*** Opening MATERIAL SUPPLIED ***
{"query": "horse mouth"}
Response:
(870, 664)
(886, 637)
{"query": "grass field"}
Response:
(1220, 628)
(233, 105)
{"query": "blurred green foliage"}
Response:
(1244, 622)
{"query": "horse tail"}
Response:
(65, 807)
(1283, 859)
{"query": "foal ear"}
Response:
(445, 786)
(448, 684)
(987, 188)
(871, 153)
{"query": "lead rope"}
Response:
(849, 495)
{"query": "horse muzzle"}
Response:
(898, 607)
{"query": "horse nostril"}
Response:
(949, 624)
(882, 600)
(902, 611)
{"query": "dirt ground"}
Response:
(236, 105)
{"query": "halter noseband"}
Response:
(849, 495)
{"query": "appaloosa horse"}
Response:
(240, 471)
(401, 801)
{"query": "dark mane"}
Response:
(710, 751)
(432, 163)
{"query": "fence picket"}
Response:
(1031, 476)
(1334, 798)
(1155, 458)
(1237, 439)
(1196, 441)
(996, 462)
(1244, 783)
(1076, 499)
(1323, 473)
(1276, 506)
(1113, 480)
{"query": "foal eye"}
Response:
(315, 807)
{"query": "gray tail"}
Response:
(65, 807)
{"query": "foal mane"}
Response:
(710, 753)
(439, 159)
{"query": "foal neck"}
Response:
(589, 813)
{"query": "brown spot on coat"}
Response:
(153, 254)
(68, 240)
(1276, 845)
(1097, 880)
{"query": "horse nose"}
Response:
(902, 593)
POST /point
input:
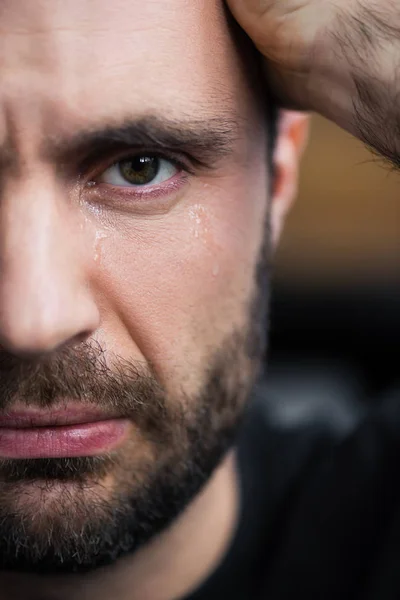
*** Closing MATERIAL SUPPLIED ***
WORK INSTRUCTION:
Write out the data word for word. Any picture is to be skipped.

RESULT:
{"query": "horse mouth"}
Response:
(870, 664)
(886, 637)
{"query": "grass field"}
Response:
(1220, 628)
(233, 105)
{"query": "blurred green foliage"}
Response:
(1244, 622)
{"query": "horse tail"}
Response:
(65, 807)
(1283, 859)
{"query": "foal ear"}
Response:
(445, 786)
(448, 684)
(987, 188)
(871, 153)
{"query": "lead rope"}
Response:
(849, 495)
{"query": "horse muzzle"}
Response:
(898, 607)
{"query": "horse nostril"}
Response:
(949, 624)
(882, 600)
(902, 611)
{"query": "dirt ground"}
Response:
(236, 105)
{"query": "halter noseband"}
Response:
(849, 495)
{"query": "appaloosa horse"}
Response:
(240, 471)
(401, 801)
{"query": "dark mane"}
Response:
(710, 751)
(432, 163)
{"query": "fence picket"}
Response:
(1031, 476)
(1334, 798)
(1155, 458)
(1237, 439)
(1196, 441)
(996, 462)
(1244, 783)
(1076, 499)
(1323, 473)
(1276, 506)
(1113, 480)
{"query": "foal eye"}
Response:
(315, 807)
{"query": "gray tail"}
Response:
(65, 807)
{"query": "foal mane"}
Response:
(710, 753)
(439, 159)
{"query": "foal neck"}
Response:
(589, 813)
{"query": "brown spot on coat"}
Response:
(153, 254)
(68, 240)
(1276, 845)
(1097, 880)
{"query": "horse nose"}
Response:
(902, 593)
POST /point
input:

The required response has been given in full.